## Exercise aim
Reproduce the listing below word for word, leaving out the pictures.
>> BEGIN Given entries
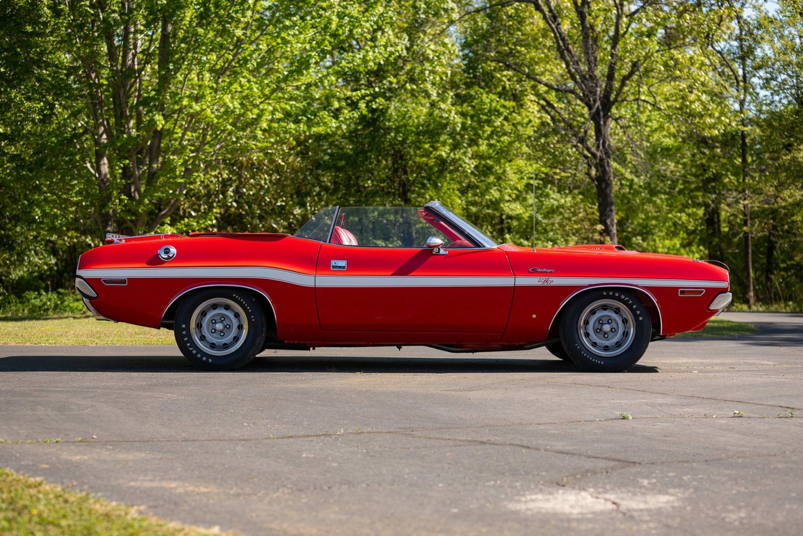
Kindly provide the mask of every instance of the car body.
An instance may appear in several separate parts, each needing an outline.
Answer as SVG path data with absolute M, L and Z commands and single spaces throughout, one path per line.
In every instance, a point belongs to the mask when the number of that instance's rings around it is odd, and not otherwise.
M 650 341 L 701 329 L 731 301 L 728 272 L 714 264 L 610 244 L 499 244 L 438 202 L 328 207 L 295 235 L 107 242 L 79 261 L 89 310 L 172 329 L 210 369 L 266 348 L 429 346 L 547 346 L 589 370 L 620 370 Z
>> END Given entries
## Exercise result
Kindly provide the mask of every instance of the car body.
An instance may appear in several separate parts, each needing an outline.
Answer as SVG path data with absolute M, L and Z commands and single spaces throughout, one path per line.
In every instance, a point belongs to the mask when the number of that instance's rings around it is odd, and not otherwise.
M 650 341 L 701 329 L 731 301 L 728 272 L 714 264 L 610 244 L 499 244 L 438 202 L 328 207 L 295 235 L 107 242 L 79 261 L 89 310 L 172 329 L 210 369 L 266 348 L 429 346 L 547 346 L 589 370 L 620 370 Z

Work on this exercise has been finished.